Copy the lines below exactly, from the very first one through the line containing "91), (400, 11)]", both included. Leave the pictures out of your copy.
[Start]
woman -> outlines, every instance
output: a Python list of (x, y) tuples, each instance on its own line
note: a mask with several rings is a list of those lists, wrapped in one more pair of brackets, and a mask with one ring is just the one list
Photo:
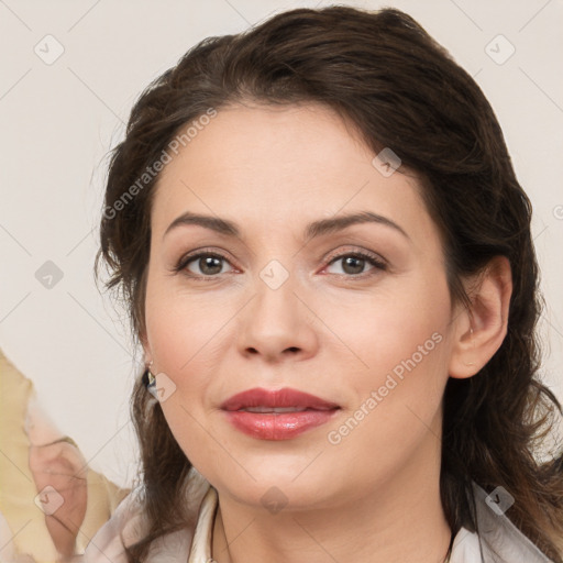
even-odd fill
[(190, 49), (110, 164), (143, 467), (86, 561), (563, 561), (530, 214), (482, 91), (400, 11)]

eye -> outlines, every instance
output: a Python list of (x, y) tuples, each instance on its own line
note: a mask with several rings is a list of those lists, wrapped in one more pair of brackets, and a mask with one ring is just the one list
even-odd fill
[(229, 261), (221, 254), (199, 252), (198, 254), (184, 256), (175, 269), (177, 272), (184, 271), (190, 277), (206, 278), (224, 274), (224, 263), (229, 263)]
[(364, 277), (363, 274), (371, 275), (364, 271), (366, 263), (373, 266), (372, 269), (385, 271), (387, 269), (387, 265), (379, 258), (371, 254), (366, 254), (363, 252), (352, 252), (346, 254), (341, 254), (339, 256), (333, 257), (328, 266), (332, 266), (333, 264), (342, 261), (342, 271), (343, 273), (333, 272), (336, 275), (346, 275), (346, 277)]

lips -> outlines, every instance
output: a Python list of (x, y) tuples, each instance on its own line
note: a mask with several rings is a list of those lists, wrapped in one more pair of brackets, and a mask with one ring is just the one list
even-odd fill
[(336, 408), (339, 405), (335, 402), (289, 387), (275, 390), (255, 387), (233, 395), (221, 404), (223, 410), (245, 410), (247, 412), (298, 412)]
[(227, 420), (258, 440), (291, 440), (332, 420), (340, 407), (296, 389), (254, 388), (221, 405)]

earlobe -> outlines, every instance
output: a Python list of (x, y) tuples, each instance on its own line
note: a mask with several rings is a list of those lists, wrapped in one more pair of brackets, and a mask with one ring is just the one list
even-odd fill
[(510, 263), (506, 256), (495, 256), (470, 296), (471, 311), (456, 319), (450, 377), (472, 377), (495, 355), (507, 334), (511, 294)]
[(143, 346), (144, 363), (145, 365), (147, 365), (152, 362), (153, 356), (151, 353), (151, 346), (148, 345), (148, 338), (145, 331), (139, 334), (139, 342)]

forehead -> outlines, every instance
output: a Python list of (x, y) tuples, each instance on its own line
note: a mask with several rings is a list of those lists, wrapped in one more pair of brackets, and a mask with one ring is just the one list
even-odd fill
[(243, 228), (291, 230), (369, 209), (428, 236), (433, 225), (417, 179), (385, 177), (374, 156), (354, 128), (323, 106), (230, 107), (161, 173), (153, 229), (164, 232), (188, 210), (232, 218)]

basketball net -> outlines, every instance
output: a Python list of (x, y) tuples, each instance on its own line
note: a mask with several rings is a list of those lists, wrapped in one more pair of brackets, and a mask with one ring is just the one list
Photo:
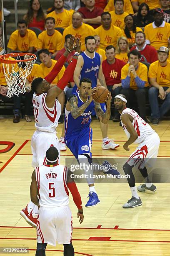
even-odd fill
[[(14, 59), (15, 58), (15, 59)], [(24, 94), (27, 77), (31, 72), (36, 55), (27, 53), (11, 53), (2, 55), (4, 74), (8, 84), (7, 97)]]

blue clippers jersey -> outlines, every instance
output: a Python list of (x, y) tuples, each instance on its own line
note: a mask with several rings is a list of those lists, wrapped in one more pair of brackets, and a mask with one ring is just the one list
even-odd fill
[[(85, 102), (81, 100), (79, 96), (79, 92), (74, 93), (74, 95), (75, 95), (78, 99), (78, 107), (81, 107)], [(89, 127), (91, 121), (90, 115), (95, 107), (93, 101), (92, 101), (84, 110), (84, 113), (75, 119), (72, 117), (70, 111), (66, 109), (65, 110), (65, 136), (66, 137), (75, 133), (78, 133), (80, 131), (87, 127)]]
[(92, 88), (95, 87), (100, 66), (100, 55), (95, 51), (93, 59), (88, 57), (84, 52), (81, 55), (84, 59), (84, 64), (80, 72), (80, 79), (90, 78), (92, 81)]

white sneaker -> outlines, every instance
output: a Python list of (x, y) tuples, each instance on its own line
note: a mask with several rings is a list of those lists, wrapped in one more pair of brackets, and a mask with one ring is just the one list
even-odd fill
[(63, 140), (60, 138), (59, 140), (60, 151), (66, 151), (67, 150), (66, 145)]
[(4, 8), (4, 16), (8, 16), (10, 14), (10, 11), (7, 9), (6, 8)]
[(115, 149), (116, 148), (119, 147), (119, 144), (116, 144), (113, 141), (111, 140), (109, 140), (103, 142), (102, 143), (102, 149)]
[End]
◆ **RESPONSE TO THIS EXERCISE**:
woman -> outlines, every instance
output: a Python list of (x, y) tuples, each instance on its own line
note: a mask with several rings is a list of those lists, wrapped in one more pair of brackets, and a mask with one ring is just the one list
Photo:
even-odd fill
[(190, 49), (110, 164), (143, 467), (86, 561), (563, 561), (530, 214), (482, 91), (400, 11)]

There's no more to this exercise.